(Data extracted from a collection)

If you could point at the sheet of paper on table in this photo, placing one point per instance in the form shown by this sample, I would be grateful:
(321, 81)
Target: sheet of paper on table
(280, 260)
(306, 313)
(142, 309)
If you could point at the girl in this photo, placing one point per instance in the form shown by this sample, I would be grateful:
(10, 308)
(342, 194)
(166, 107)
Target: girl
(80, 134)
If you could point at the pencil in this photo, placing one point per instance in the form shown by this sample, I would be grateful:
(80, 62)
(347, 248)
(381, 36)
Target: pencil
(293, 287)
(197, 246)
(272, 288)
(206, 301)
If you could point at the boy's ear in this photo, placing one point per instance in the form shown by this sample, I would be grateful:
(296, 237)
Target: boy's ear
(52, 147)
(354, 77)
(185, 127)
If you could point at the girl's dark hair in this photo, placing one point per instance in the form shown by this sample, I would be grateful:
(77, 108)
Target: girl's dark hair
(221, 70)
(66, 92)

**Exercise aim:** Output the data exactly, so that every line matches the original.

**Response to this task:**
If you could point at the sheet of paper on table in this photo, placing one point per instance in the form shown by this sample, I would be grateful:
(321, 81)
Target: sheet of paper on table
(280, 260)
(306, 313)
(142, 309)
If you could point at the girl in this photo, placing one point per instance in the form shown by this sample, I would be grateful:
(10, 308)
(342, 194)
(166, 107)
Target: girl
(80, 134)
If you could point at the pencil in this photo, placing one point per instance in the form shown by this sample, I would be grateful:
(80, 62)
(347, 248)
(381, 36)
Target: pencil
(293, 287)
(197, 246)
(272, 288)
(206, 301)
If you could point at the boy's ear in this photo, placing one point per instance in the form shown by this sample, I would be grateful:
(296, 237)
Target: boy's ear
(52, 147)
(354, 77)
(185, 127)
If you could point at the girl's dark hair in this photo, placing one point per instance in the form shown by this sample, I would be grateful:
(77, 108)
Target: girl's dark hair
(221, 70)
(66, 92)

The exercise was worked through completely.